Required task:
How many lines in the rows below contain the string "every", with case counting? Give only the number.

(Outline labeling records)
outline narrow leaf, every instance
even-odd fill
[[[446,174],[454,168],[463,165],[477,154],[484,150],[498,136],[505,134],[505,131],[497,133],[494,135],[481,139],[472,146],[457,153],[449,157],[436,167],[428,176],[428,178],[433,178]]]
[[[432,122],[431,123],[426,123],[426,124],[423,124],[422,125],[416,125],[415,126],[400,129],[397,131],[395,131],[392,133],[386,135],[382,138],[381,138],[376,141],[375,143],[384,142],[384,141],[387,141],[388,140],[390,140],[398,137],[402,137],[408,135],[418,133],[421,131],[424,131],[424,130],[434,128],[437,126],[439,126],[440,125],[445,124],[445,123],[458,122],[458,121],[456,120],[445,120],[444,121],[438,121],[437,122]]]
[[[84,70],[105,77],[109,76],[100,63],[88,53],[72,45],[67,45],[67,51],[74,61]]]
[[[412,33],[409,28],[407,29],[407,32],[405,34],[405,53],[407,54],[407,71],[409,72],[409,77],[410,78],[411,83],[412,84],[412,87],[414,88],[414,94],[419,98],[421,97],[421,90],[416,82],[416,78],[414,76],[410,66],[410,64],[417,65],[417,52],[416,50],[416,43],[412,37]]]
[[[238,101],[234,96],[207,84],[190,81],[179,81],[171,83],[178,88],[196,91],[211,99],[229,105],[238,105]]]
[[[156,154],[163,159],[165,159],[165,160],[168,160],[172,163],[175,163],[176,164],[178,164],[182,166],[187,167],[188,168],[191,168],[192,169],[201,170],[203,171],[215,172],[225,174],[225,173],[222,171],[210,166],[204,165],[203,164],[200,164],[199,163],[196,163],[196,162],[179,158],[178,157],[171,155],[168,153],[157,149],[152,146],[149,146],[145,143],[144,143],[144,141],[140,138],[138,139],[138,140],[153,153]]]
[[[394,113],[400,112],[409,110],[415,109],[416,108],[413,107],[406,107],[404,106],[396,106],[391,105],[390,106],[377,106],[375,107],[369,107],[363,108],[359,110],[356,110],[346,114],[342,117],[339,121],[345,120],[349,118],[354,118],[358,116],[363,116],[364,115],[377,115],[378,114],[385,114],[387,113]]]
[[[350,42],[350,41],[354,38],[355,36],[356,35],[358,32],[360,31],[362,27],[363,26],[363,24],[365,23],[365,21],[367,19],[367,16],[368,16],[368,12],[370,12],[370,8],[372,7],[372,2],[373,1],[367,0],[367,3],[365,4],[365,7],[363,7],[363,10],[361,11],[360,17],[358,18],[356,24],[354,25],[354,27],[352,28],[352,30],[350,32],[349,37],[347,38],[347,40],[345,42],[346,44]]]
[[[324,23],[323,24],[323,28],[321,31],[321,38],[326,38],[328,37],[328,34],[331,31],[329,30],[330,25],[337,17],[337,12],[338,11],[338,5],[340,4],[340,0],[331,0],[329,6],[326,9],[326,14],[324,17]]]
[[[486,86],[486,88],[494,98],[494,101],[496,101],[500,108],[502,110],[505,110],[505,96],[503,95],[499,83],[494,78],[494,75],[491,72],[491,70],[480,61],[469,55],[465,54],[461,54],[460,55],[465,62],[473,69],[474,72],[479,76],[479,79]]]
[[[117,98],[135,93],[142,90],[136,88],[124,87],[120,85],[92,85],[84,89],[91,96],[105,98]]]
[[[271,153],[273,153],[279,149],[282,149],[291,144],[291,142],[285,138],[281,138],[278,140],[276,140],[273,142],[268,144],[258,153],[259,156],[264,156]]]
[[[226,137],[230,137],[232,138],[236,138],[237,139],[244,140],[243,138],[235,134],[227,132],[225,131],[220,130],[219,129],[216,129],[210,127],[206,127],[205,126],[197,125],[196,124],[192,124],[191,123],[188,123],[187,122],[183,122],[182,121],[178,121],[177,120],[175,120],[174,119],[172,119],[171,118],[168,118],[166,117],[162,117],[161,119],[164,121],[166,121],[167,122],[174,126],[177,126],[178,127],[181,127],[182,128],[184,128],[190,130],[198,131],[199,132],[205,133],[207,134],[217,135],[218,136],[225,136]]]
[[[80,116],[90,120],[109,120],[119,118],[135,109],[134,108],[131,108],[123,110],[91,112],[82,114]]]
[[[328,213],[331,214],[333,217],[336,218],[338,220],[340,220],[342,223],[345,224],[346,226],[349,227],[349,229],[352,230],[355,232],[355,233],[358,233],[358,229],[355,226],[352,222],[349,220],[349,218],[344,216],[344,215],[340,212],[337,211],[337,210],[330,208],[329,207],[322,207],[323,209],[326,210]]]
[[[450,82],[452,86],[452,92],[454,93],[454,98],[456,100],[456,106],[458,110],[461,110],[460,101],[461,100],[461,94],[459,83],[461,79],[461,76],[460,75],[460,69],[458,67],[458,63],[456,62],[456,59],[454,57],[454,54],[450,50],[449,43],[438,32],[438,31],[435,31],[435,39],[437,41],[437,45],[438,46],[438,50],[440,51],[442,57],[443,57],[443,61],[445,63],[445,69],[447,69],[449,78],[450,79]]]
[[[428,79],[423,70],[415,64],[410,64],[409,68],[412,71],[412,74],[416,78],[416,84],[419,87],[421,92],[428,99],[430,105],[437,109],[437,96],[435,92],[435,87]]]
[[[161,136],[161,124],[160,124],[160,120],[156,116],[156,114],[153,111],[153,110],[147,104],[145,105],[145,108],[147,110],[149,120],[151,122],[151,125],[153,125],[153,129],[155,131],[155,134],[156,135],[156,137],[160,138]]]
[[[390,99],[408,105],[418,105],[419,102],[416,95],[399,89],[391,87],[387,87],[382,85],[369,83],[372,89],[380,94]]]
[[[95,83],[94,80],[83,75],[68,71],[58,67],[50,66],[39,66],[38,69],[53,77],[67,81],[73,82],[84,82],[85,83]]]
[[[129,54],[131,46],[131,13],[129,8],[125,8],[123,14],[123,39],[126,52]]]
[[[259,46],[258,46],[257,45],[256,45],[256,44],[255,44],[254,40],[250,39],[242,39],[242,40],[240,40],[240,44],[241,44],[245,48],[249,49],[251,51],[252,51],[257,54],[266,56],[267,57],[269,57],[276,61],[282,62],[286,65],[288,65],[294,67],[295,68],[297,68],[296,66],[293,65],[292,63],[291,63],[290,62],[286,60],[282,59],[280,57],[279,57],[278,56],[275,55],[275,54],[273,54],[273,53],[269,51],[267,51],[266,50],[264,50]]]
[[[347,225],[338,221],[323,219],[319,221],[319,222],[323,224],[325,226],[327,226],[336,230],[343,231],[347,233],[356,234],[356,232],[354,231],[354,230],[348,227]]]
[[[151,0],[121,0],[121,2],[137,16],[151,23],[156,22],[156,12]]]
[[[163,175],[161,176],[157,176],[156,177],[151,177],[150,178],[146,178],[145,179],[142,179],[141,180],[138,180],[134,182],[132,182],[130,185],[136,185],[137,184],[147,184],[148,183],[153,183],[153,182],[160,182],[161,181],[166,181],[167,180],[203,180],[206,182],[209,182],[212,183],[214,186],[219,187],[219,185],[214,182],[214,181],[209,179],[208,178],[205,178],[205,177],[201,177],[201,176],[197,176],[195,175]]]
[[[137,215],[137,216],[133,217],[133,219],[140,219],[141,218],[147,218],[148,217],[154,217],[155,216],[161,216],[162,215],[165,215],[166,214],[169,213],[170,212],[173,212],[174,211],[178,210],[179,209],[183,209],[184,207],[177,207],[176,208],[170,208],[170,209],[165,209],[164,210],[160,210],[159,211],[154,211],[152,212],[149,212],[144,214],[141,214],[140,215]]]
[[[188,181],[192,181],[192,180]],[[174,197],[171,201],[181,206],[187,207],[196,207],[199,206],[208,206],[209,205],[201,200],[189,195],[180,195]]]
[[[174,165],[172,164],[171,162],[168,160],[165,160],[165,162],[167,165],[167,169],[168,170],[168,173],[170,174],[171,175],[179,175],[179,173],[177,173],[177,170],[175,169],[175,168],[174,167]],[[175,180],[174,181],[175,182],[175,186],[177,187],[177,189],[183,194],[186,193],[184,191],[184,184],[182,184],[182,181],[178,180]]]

Result of the task:
1